SHORT EXERCISE 1 :: Return the part of the CUDA forum post from "Bug in my kernel" to "a same block.", copied word for word.

PAGE EXCERPT ::
Bug in my kernel : problem of memory consistency or race condition ?

[CUDA 4.0, Windows Vista SP2, 430 GT, nvcc -arch compute_20 -code compute_20]

Hi,

I wrote one of my first programs. And there is surely something I missed.

I’ve written a kernel in charge of returning the max-element of a matrix (in order to normalize it later).

All the threads are in a same block.

The algorithm begins by doing a shared working copy of the matrix. Then, progressively, the max-element migrates to the first cell of the working copy.

The algorithm seems to be valid from all the traces I inserted. A minority of the threads get a good result : the first ones of the block.

But the others seems to report the intermediate results.

He is my code :

__device__ float maxKernel(float* argMatrice, unsigned argColonnes, unsigned argLignes, unsigned argX, unsigned argY, unsigned argPitchCellules)

SHORT EXERCISE 2 :: Rewrite the lines of the records from the line with "Objective — for every instance of the window sill, place" through the last line of the records as a JSON list of strings, one string per line, with blank lines omitted.

Pointing entries for named objects:
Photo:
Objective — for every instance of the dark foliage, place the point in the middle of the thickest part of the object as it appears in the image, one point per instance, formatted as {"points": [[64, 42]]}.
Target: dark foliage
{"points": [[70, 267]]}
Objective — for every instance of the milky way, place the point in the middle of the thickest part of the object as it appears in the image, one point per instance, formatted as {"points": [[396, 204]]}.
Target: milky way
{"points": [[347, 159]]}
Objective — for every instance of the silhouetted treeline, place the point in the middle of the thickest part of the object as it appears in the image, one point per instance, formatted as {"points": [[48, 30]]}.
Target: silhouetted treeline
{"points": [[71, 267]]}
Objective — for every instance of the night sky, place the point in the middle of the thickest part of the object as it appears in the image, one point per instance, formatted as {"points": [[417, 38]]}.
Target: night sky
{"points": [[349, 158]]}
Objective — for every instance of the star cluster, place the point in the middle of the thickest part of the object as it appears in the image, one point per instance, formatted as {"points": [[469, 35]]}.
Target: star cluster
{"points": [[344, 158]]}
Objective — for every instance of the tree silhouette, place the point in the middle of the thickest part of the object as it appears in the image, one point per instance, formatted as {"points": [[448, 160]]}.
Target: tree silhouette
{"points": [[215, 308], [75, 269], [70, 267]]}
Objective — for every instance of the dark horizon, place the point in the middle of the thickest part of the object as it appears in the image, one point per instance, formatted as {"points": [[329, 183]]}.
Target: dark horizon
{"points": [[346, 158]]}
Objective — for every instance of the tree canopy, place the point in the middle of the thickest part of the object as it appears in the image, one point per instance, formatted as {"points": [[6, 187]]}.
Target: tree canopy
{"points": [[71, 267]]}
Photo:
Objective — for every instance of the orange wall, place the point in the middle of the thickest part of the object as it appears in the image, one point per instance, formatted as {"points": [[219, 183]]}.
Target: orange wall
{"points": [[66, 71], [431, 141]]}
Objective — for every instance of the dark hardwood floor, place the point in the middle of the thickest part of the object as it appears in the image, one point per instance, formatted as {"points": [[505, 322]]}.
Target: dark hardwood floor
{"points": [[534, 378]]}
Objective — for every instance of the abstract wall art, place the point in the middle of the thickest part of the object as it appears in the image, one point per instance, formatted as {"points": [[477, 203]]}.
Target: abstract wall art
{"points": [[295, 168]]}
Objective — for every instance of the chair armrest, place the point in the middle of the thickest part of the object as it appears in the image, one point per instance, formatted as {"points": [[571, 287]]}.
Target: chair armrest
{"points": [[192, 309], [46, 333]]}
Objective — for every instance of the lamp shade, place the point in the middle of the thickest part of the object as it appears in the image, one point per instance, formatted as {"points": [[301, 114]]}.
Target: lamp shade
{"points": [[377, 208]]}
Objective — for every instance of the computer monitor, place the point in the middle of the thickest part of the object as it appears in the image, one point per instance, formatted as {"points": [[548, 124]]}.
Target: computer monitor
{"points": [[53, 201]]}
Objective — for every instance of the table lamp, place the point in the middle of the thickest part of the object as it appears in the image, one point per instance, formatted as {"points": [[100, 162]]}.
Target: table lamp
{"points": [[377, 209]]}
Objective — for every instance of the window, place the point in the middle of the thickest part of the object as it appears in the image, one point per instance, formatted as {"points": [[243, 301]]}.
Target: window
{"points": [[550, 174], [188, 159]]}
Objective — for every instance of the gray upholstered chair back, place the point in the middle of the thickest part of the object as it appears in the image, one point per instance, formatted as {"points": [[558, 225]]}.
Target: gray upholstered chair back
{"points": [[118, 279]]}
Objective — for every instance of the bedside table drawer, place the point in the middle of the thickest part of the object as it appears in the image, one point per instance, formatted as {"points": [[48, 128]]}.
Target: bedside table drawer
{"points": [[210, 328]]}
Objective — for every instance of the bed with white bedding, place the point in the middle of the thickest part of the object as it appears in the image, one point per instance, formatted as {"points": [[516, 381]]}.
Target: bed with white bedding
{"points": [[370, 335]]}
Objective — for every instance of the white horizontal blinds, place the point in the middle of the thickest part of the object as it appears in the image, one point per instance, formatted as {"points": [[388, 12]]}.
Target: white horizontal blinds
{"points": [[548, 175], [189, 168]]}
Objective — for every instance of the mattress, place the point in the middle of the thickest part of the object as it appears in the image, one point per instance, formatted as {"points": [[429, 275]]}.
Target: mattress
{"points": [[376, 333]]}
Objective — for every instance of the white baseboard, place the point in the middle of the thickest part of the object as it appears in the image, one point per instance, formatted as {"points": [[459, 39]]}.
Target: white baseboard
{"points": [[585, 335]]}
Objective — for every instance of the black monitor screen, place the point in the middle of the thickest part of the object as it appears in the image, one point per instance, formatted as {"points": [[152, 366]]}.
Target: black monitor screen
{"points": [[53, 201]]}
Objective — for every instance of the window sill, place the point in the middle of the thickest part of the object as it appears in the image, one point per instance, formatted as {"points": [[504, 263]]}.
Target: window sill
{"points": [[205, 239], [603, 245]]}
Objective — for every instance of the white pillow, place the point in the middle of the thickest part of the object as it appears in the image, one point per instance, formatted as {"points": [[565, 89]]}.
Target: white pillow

COMPLETE ANSWER 1 ::
Bug in my kernel : problem of memory consistency or race condition ?

[CUDA 4.0, Windows Vista SP2, 430 GT, nvcc -arch compute_20 -code compute_20]

Hi,

I wrote one of my first programs. And there is surely something I missed.

I’ve written a kernel in charge of returning the max-element of a matrix (in order to normalize it later).

All the threads are in a same block.

COMPLETE ANSWER 2 ::
[
  "Objective — for every instance of the window sill, place the point in the middle of the thickest part of the object as it appears in the image, one point per instance, formatted as {\"points\": [[504, 263]]}.",
  "Target: window sill",
  "{\"points\": [[205, 239], [603, 245]]}",
  "Objective — for every instance of the white pillow, place the point in the middle of the thickest part of the object as it appears in the image, one point per instance, formatted as {\"points\": [[565, 89]]}.",
  "Target: white pillow"
]